━━━ MATERIAL FOR THIS EXERCISE

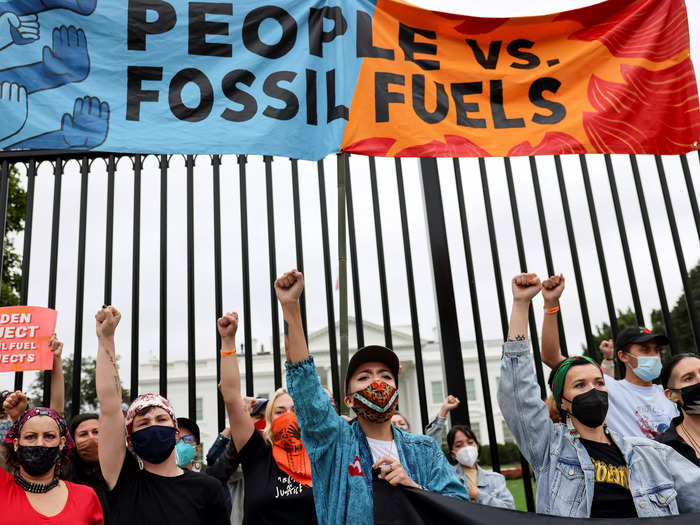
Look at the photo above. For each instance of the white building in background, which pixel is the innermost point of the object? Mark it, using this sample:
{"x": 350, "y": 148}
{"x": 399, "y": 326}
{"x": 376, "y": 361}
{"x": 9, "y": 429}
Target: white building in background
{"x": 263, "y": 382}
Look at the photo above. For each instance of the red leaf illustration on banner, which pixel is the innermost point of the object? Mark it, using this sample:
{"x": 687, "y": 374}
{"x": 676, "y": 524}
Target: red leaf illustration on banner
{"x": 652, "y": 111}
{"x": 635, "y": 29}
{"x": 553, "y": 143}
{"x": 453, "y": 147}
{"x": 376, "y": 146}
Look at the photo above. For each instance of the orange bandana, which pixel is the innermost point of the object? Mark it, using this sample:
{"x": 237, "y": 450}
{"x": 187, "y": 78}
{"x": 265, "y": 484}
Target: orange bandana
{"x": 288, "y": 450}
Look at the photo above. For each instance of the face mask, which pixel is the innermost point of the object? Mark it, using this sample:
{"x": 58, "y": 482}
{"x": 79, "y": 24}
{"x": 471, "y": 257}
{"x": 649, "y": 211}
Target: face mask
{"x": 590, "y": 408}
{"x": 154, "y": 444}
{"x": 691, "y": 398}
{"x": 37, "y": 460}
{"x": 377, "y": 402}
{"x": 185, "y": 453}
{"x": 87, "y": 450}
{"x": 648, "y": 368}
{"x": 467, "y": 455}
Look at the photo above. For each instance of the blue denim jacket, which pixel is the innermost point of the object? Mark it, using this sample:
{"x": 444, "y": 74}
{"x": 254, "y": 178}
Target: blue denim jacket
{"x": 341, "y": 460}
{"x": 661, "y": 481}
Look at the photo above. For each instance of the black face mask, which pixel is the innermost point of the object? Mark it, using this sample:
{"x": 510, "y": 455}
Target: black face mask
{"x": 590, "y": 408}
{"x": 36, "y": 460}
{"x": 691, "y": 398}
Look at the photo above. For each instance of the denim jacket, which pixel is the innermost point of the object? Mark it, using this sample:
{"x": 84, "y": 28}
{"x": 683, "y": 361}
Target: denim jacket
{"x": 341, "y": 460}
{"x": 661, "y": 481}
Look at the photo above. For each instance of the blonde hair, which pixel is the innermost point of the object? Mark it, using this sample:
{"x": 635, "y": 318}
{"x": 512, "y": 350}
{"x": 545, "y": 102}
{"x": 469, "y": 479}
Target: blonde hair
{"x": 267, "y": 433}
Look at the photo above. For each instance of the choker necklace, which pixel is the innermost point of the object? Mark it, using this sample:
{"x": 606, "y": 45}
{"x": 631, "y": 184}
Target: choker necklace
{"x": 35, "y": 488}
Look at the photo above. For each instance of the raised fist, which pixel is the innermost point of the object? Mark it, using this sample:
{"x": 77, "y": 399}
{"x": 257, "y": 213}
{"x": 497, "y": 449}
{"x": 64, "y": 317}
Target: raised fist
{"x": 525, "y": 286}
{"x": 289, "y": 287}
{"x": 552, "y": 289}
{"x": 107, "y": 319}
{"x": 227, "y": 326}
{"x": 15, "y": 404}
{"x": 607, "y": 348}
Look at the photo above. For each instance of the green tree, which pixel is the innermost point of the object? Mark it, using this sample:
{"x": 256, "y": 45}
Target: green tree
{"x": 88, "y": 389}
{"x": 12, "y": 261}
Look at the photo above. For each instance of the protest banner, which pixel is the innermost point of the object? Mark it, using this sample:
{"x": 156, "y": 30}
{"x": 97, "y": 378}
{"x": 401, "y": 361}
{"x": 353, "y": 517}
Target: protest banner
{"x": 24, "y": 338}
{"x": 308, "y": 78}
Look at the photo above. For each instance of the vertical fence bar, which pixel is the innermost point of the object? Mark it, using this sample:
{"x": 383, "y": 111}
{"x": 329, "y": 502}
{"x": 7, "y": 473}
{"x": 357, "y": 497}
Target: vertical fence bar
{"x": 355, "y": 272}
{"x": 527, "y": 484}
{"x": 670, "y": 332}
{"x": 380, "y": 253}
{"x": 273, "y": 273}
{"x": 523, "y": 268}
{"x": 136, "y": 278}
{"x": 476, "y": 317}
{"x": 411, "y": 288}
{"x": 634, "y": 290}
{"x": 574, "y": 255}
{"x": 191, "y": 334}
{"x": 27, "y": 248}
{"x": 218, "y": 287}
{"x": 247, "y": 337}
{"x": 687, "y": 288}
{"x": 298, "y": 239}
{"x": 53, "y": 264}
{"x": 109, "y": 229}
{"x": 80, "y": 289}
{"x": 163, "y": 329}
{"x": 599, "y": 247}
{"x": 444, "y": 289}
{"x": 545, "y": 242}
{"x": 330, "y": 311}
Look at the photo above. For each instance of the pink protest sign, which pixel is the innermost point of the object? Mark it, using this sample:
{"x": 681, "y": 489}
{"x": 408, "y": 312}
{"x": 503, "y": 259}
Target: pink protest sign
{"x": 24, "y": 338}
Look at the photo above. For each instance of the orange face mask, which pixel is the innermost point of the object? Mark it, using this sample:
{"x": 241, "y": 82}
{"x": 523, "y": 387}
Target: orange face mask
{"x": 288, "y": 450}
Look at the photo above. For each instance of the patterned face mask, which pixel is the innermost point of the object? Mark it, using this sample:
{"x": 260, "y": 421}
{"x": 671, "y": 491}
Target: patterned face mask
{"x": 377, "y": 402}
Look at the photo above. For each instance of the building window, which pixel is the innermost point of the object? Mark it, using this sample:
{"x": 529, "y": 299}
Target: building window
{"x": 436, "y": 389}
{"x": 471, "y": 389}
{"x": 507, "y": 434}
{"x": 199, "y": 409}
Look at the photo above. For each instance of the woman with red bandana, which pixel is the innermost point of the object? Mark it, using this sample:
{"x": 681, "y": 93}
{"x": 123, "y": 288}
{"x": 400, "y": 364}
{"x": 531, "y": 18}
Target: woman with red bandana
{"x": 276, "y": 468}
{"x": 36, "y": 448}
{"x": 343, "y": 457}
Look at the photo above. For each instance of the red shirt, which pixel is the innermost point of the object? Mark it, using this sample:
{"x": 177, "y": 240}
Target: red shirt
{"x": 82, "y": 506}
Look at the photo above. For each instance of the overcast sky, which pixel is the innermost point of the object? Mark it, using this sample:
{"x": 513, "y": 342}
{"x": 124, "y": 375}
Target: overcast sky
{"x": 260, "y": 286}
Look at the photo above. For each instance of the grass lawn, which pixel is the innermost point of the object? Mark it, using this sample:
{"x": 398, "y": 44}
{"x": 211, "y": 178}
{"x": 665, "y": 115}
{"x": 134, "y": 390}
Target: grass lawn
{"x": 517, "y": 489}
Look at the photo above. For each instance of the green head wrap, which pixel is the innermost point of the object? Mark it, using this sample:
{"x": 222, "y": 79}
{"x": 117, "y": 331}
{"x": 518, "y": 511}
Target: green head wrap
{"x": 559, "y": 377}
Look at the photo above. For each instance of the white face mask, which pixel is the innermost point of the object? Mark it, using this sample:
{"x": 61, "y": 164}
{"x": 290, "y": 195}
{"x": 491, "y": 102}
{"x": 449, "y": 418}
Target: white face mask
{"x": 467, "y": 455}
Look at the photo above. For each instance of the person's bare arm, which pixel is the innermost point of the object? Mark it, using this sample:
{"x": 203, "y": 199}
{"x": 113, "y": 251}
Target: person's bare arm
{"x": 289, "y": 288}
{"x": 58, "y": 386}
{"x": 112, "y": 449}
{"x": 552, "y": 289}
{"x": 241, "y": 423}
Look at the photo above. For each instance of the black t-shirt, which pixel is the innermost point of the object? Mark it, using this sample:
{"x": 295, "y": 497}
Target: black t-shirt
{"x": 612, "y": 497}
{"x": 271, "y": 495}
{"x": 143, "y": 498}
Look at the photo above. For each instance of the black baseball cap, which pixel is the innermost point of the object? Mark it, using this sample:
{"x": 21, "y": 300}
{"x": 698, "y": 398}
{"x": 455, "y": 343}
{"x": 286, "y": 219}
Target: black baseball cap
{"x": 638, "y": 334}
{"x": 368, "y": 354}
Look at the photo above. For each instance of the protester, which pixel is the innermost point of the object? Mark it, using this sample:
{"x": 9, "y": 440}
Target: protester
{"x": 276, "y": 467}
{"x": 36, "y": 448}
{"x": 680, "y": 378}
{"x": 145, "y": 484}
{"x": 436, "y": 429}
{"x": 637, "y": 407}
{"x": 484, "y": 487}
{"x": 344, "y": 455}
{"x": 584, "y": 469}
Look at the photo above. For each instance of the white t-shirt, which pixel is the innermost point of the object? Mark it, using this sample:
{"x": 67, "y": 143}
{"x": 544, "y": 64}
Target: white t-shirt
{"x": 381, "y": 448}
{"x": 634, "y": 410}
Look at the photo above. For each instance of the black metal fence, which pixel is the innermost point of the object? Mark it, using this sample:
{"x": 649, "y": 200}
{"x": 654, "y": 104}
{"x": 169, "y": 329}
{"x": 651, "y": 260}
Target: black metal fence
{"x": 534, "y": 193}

━━━━━━

> YOUR OBJECTIVE
Give back exactly the lines from the line containing "the protester, which" to the end of the entries, and no other lines.

> EXERCISE ANSWER
Look at the photo above. For each instance of the protester, which pixel is the innermost point of the object? Mark it, using this sample:
{"x": 9, "y": 440}
Target: protester
{"x": 276, "y": 467}
{"x": 36, "y": 448}
{"x": 680, "y": 378}
{"x": 145, "y": 484}
{"x": 436, "y": 429}
{"x": 637, "y": 407}
{"x": 484, "y": 487}
{"x": 344, "y": 455}
{"x": 584, "y": 469}
Look at the photo above. For each instance of the white t-shirt, which pixel is the innermost point of the object? Mark it, using this sample:
{"x": 67, "y": 143}
{"x": 544, "y": 64}
Target: white t-shirt
{"x": 381, "y": 448}
{"x": 634, "y": 410}
Look at the photo above. For each instance of the black metal fence, which pixel is the innermost point of the object? Mark it, using this sample:
{"x": 649, "y": 200}
{"x": 654, "y": 104}
{"x": 169, "y": 329}
{"x": 651, "y": 260}
Target: black metal fence
{"x": 534, "y": 193}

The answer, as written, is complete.